:: Detalhes do exercício ::
Transcreva literalmente a passagem do texto sobre consciência e qualia que vai de "Quando falamos de" até "que um sommelier[67].", incluindo esta última.

:: Trecho do texto ::
_ _ _
Quando falamos de cores, sabores ou outros qualia, falamos sobre algo que é preciso vivenciar para realmente conhecer. Não basta ser capaz de dar relatos corretos a esse respeito. Simplesmente faltaria a esses relatos a finura fenomênica relevante, independentemente de quão diferenciado fosse o vocabulário com o qual o robô analisa o sabor do vinho tinto. Uma máquina de sommelier não é um sommelier, mesmo que uma máquina de sommelier seja, às vezes, capaz de um melhor serviço do que um sommelier[67].
O ponto é que seres humanos não seguem apenas regras bastante universais que podemos traduzir em algoritmos. Um computador consegue, por meio de algoritmos, processar informações muito melhor do que nós mesmos. O que nos destaca é, muito antes, que não lidamos com as coisas apenas com o Sr. Spock do Star Treck, logicamente e sem emoção. Temos sentimentos em parte irracionais, aos quais pertencem não apenas os medos muito criticados, mas também a nossa capacidade de nos apaixonarmos. O ser humano não é nem apenas um animal rationale, nem simplesmente um homo irrationalis, mas sim uma criatura que é capaz de produzir autoimagens passíveis de ilusão e, juntamente com outros, celebrá-las, cultivá-las e transformá-las na medida em que elas se mostrem prejudiciais. Temos, por isso, também o direito ao absurdo cultivado, à ironia e a perseguir ilusões, desde que isso não prejudique a ninguém que queira, por sua vez, perseguir as suas próprias ilusões.
Um exemplo simples disso é nosso intercurso inteiramente cotidiano com coisas compráveis. Nós compramos de tudo, e toda vez temos a impressão de encontrar exatamente o que tínhamos procurado e apaziguar a nossa necessidade. Porém, assim que consumimos uma coisa ou a possuímos, já desejamos alguma outra coisa. Justamente esse desejo incessante por coisas foi colocado à prova criticamente por Buda, Karl Marx e pela psicanálise. É preciso enxergar também o desejo como fonte de ilusões. Mas não podemos descartar essas ilusões, uma vez que apenas por meio delas viemos a ser alguém. Uma consciência puramente intencional, desinteressada e observante simplesmente não seria como nós somos. Não por acaso, rodeamo-nos há milhares de anos com coisas bonitas nas quais espelhamos a nossa consciência.
Podemos, então, insistir que a expressão “consciência” se refere a uma combinação de elementos intencionais e fenomênicos, e a isso também pertence o fato de que algumas pressuposições necessárias para a consciência podem ser conhecidas pelo recurso à Teoria da Evolução. Caso se pensasse que a pura intencionalidade – ou seja, a circunstância de que algum sistema fornece relatos verdadeiros regularmente – poderia vigorar também independentemente da consciência fenomênica, nesse caso, seria como se se acreditasse que moléculas de água poderiam consistir apenas em hidrogênio e não da combinação correta de hidrogênio e oxigênio. Moléculas de água são, justamente moléculas de H2O. H [apenas] não é, nem de perto, água.
_ _ _
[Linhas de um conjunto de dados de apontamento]
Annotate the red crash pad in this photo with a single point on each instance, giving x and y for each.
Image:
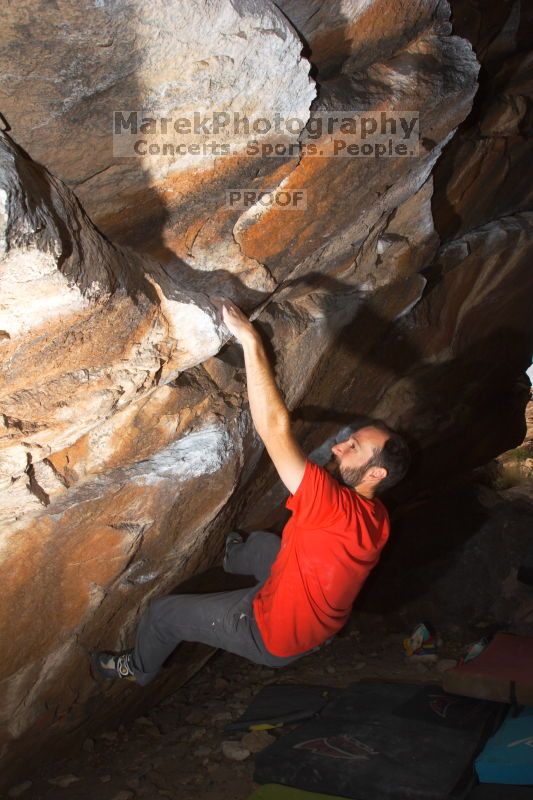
(503, 672)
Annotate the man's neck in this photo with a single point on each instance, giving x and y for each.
(364, 491)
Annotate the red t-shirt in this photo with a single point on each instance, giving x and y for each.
(328, 547)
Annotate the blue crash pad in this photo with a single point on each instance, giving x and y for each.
(508, 755)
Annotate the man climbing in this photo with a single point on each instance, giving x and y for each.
(308, 579)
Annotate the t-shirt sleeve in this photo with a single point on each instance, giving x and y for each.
(318, 500)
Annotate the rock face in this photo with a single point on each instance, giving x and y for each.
(127, 448)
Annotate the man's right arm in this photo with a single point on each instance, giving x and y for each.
(269, 413)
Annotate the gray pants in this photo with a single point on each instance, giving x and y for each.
(220, 619)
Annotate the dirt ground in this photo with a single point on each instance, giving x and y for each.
(179, 750)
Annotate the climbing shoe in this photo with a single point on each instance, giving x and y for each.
(114, 665)
(231, 539)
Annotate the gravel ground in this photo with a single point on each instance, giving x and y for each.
(180, 750)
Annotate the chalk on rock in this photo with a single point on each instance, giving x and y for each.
(64, 780)
(235, 751)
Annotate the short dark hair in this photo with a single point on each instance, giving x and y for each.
(394, 456)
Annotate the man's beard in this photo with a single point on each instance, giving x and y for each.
(349, 476)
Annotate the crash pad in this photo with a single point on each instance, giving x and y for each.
(395, 742)
(275, 791)
(279, 704)
(502, 672)
(508, 755)
(497, 791)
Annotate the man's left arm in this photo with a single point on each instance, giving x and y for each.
(269, 413)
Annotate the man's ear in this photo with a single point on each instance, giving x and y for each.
(376, 474)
_ _ _
:: Resposta do exercício ::
Quando falamos de cores, sabores ou outros qualia, falamos sobre algo que é preciso vivenciar para realmente conhecer. Não basta ser capaz de dar relatos corretos a esse respeito. Simplesmente faltaria a esses relatos a finura fenomênica relevante, independentemente de quão diferenciado fosse o vocabulário com o qual o robô analisa o sabor do vinho tinto. Uma máquina de sommelier não é um sommelier, mesmo que uma máquina de sommelier seja, às vezes, capaz de um melhor serviço do que um sommelier[67].